Reproduce the records below in their entirety, character for character.
*** Data excerpts
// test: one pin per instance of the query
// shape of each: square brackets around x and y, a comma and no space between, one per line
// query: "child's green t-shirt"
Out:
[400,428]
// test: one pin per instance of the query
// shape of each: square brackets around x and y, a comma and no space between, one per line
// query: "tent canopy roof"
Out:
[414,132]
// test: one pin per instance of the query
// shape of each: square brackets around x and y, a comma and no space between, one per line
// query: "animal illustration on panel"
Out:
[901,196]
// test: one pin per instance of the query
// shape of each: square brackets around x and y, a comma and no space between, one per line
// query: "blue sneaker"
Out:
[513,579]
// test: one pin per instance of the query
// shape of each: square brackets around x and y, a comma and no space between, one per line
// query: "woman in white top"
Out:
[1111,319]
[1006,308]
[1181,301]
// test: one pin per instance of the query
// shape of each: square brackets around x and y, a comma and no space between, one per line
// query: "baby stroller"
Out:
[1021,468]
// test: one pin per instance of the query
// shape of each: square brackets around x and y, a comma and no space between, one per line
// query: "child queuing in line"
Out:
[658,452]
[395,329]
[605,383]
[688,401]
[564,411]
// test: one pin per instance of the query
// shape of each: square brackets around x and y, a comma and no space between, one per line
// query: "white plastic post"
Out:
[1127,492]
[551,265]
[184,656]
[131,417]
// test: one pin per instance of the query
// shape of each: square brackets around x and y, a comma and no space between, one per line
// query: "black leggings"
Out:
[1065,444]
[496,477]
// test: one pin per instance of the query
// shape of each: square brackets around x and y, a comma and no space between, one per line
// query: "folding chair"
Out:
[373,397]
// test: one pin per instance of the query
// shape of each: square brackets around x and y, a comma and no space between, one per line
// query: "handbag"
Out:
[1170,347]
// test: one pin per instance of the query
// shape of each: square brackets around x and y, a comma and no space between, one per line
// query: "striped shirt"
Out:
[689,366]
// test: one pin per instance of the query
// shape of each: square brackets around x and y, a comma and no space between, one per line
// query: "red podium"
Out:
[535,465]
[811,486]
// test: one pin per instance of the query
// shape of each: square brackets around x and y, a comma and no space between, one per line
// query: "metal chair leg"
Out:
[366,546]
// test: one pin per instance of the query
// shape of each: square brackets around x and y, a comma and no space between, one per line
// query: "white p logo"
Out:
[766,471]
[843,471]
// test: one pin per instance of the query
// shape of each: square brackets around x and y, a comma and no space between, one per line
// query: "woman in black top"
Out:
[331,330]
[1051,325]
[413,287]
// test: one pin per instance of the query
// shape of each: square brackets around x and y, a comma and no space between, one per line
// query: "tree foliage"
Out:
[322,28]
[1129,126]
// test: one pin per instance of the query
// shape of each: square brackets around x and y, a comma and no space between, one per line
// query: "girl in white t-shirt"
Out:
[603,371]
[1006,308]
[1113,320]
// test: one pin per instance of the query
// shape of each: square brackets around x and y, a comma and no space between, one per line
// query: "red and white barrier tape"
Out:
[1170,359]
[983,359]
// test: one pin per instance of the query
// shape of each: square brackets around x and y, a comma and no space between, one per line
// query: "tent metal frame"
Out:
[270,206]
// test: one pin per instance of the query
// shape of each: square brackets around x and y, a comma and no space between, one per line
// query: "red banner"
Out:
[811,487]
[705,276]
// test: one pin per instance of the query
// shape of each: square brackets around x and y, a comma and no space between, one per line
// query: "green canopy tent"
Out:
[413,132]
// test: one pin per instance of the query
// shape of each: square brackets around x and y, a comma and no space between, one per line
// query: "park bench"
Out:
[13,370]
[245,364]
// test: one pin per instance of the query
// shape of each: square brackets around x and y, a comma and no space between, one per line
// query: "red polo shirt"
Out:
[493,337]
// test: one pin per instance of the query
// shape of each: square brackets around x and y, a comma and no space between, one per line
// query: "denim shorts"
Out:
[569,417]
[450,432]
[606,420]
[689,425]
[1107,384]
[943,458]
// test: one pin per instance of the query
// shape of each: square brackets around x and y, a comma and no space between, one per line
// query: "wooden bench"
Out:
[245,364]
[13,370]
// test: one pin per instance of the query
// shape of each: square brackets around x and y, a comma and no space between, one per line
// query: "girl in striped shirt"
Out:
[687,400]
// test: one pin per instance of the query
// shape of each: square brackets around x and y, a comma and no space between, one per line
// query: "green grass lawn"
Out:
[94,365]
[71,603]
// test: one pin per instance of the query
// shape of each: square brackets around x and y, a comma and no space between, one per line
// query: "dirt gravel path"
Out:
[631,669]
******
Reply to the task.
// test: one pin per instance of the query
// shape of each: square brackets around x and y, a comma and no space between, one per line
// query: "child's green t-shirt"
Out:
[400,428]
// test: one pin per instance of the query
// shape of each: square brackets around x and y, a comma and no space between, one per line
// query: "tent canopy roof"
Out:
[414,132]
// test: one pin per instance of the query
// shape of each: square brackets around x and y, a comma and no space between, one per line
// query: "animal illustration on panel"
Out:
[901,196]
// test: one pin per instance of the query
// shape of each: square brackets around x and y, a comma and no space between, one per line
// query: "blue sneaker"
Out:
[513,579]
// test: one pin per instance of the query
// shape of each: square brackets around x and y, a comma and no space between, one per line
// query: "woman in white top"
Out:
[1111,319]
[1006,308]
[1181,301]
// test: one pin per instance of the query
// shape of each: square brackets around x and y, a comma and no space between, one per line
// query: "baby stroller"
Out:
[1021,468]
// test: one pin per instance of the query
// shape of each: square brackets around x and y, a comma and no space between, one per line
// query: "child queuing in line"
Out:
[658,452]
[395,329]
[605,383]
[688,401]
[564,411]
// test: one pin per instance of the query
// shape of each: square brackets around x and y, a comma and no space between, one per line
// query: "white plastic post"
Out:
[1127,492]
[551,265]
[184,656]
[131,417]
// test: one pin per instance of the query
// shape of each: square brackets around x and y, a comma and no space between, one per line
// query: "black leggings"
Out:
[1065,444]
[496,477]
// test: one pin per instance of the query
// shape of each: square brackets around x and y, a comma and no space between, one per line
// query: "folding chair"
Out:
[373,397]
// test: one pin per instance of the query
// shape of each: square brackets around x and y, a comma and no space between, one per line
// query: "handbag"
Out:
[1170,347]
// test: one pin per instance of the query
// shape of each: square brackets around x and y, a comma and no space between, one per line
// query: "striped shirt"
Out:
[689,366]
// test: one pin per instance of the query
// shape of each: square brackets around x and y, a comma and no space between, one per line
// query: "red podium"
Out:
[535,465]
[811,486]
// test: one pin per instance of the query
// shape of each: square brackets around x and y, a comma and no space between, one per line
// query: "metal chair leg"
Out:
[366,546]
// test: one pin per instance of the query
// shape of each: square brackets around x and y, a comma and no space between, one per line
// query: "white p logo"
Out:
[766,471]
[843,471]
// test: one pin per instance of the query
// shape of each: square brackets around x and y, a comma and no space between, one per line
// query: "woman in black top"
Out:
[331,330]
[1051,325]
[413,287]
// test: one pin per instance of the query
// shape of each: square brackets around x and y, a comma and no space between, one per line
// query: "tree foliage"
Out:
[322,28]
[1129,126]
// test: one pin per instance of the query
// shape of each: square brackets around x and y, a comma and no space between, one per line
// query: "girl in white t-shirt"
Out:
[603,371]
[1006,308]
[1113,320]
// test: one pin per instance of the query
// shape of each: square brackets around x and y, a comma and no space between, one per line
// query: "red and white barrier tape"
Out:
[1170,359]
[983,359]
// test: one pin per instance of the query
// shape of each: square brackets around x and y, a comma and no space between, one per line
// query: "tent metal frame"
Out:
[270,206]
// test: one pin per instance of the query
// shape of each: square brackets around x and y, a comma and no space between, one per line
// query: "red banner"
Out:
[811,487]
[705,276]
// test: one pin per instance of the query
// shape of each: square brackets around x and y, a comma and no space between, one per line
// query: "green canopy tent"
Out:
[413,132]
// test: one pin per instance of the query
// shape of each: square brackets around x and y, a comma and no space between, one per line
// query: "park bench"
Out:
[13,370]
[245,364]
// test: one pin per instance of the query
// shape of each: square brackets around x and y, a comma and no space between, one per line
// query: "red polo shirt"
Out:
[493,337]
// test: one pin per instance of the query
// shape of each: square brackets around x and y, a comma and no space between, one per line
// query: "denim shorts"
Out:
[569,417]
[450,432]
[606,420]
[689,425]
[1107,384]
[943,458]
// test: one pin per instance of the query
// shape of each: square brackets around x and y, a comma and no space between, one per line
// query: "wooden bench"
Out:
[245,364]
[13,370]
// test: one pin per instance of the query
// shape of each: square brackets around x and y, a comma and no space between, one per line
// query: "girl in striped shirt"
Out:
[687,400]
// test: one pin per instance of the query
// shape of each: square brackets around x and y, a comma and no space between, one per line
// query: "green grass lawn"
Out:
[94,365]
[71,603]
// test: one pin per instance of the query
// shape of each: square brackets around x and y, a comma and no space between, one per line
// query: "dirt gravel path"
Out:
[631,669]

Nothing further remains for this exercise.